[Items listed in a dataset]
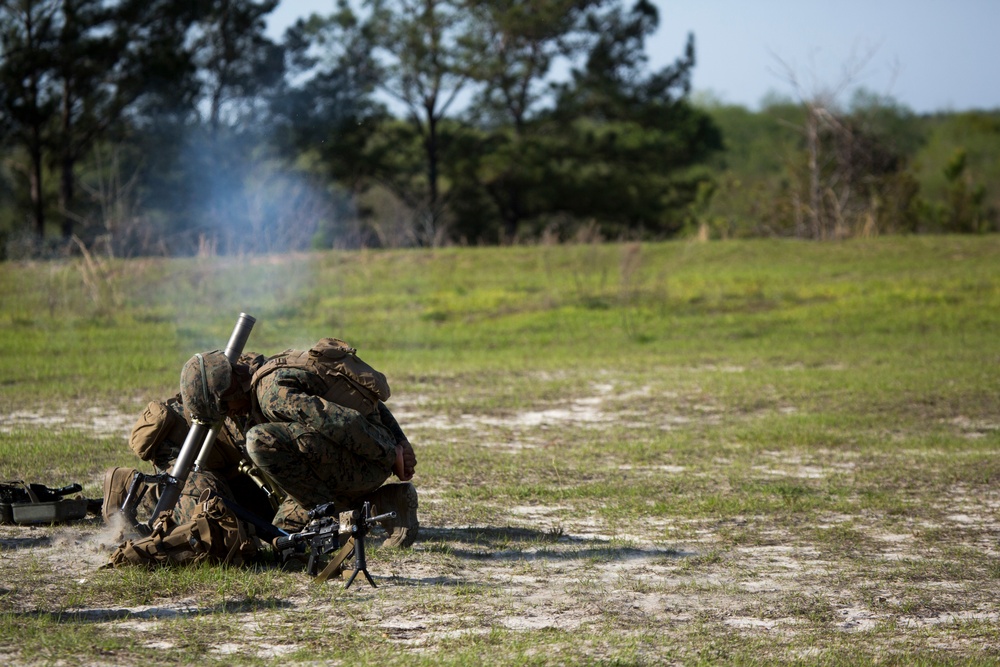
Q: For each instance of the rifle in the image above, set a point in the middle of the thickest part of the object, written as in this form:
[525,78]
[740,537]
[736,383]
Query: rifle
[194,452]
[322,537]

■ Written problem:
Please write out every line of the entries above word for word, leaving out the pictures.

■ Answer to the task:
Q: For each instance of the rifle in the image above, set a point in the middle of the thickest part of the object, written as in this form:
[525,78]
[740,537]
[736,383]
Query: rifle
[194,452]
[322,537]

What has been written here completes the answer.